EXERCISE INSTRUCTIONS: Please reproduce, word for word, the part of the omega-3 article starting at "Read the full" and ending at "combined DHA/EPA, 2000mg/pp/pd.".

Long chain omega 3 fatty acids – what does the future hold?


At a recent meeting of the McCarrison Society, Professor Jack Winkler gave a fascinating talk on the future of the long-chain omega 3 fatty acids EPA (eicosapentaenoic acid) and DHA (docosahexaenoic acid), both vital for not only the physiological functioning of the body (cardiovascular health etc) but for proper brain function and mental health.

The talk was based on a paper published last year, Where Will Future LC-Omega-3 Come From? Towards Nutritional Sustainability, which looked at, essentially, how much EPA/DHA the human race needs, and where is it to get it.

Read the full paper here, but then also read the Professor Winkler's notes (below) that bring the article totally up to date.

Recent Developments Long-Chain Omega-3s – J T Winkler

Since the published paper was originally written, there have been some significant developments that will affect future sources of LC-O3s.  This is a brief list of some of the more important.

  • In 2012, South Korea adopted the highest dietary recommendation in the world for combined DHA/EPA, 2000mg/pp/pd.
  • Biomarkers for DHA and EPA have been developed which allow accurate measures of both short-term and habitual intakes.  However, they are based on blood samples and so may prove difficult/expensive to incorporate in national dietary surveys.

DATASET:
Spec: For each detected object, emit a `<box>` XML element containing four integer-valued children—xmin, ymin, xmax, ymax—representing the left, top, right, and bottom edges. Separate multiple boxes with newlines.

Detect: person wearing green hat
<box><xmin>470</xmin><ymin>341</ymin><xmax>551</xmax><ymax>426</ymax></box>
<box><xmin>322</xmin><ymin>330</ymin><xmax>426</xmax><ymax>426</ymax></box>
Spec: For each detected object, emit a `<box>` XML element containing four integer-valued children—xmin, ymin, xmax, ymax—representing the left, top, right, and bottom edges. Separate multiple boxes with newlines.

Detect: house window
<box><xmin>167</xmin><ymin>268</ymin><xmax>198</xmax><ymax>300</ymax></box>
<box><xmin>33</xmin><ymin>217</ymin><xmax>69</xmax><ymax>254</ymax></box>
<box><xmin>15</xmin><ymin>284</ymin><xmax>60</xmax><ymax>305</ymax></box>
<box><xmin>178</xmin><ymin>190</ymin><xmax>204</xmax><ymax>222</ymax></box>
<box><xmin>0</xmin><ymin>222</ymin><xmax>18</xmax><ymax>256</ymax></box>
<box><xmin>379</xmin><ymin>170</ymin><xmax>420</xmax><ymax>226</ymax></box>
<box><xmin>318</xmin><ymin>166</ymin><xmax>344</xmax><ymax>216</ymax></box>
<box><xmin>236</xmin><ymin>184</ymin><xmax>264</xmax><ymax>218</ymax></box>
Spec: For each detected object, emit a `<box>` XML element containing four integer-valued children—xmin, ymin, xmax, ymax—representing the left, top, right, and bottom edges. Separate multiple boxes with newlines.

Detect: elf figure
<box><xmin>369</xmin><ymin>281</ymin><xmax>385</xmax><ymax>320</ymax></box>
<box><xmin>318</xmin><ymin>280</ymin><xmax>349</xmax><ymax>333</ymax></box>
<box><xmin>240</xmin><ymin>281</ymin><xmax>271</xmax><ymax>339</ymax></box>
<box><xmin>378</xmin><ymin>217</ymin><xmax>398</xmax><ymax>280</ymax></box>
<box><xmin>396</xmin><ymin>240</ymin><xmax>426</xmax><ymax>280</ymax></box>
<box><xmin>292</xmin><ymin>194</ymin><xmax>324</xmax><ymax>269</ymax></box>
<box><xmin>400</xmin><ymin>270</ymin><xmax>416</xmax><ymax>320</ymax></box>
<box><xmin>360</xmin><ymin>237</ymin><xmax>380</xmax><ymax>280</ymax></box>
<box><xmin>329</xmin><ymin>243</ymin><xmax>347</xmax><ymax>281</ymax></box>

ANSWER:
Read the full paper here, but then also read the Professor Winkler's notes (below) that bring the article totally up to date.

Recent Developments Long-Chain Omega-3s – J T Winkler

Since the published paper was originally written, there have been some significant developments that will affect future sources of LC-O3s.  This is a brief list of some of the more important.

  • In 2012, South Korea adopted the highest dietary recommendation in the world for combined DHA/EPA, 2000mg/pp/pd.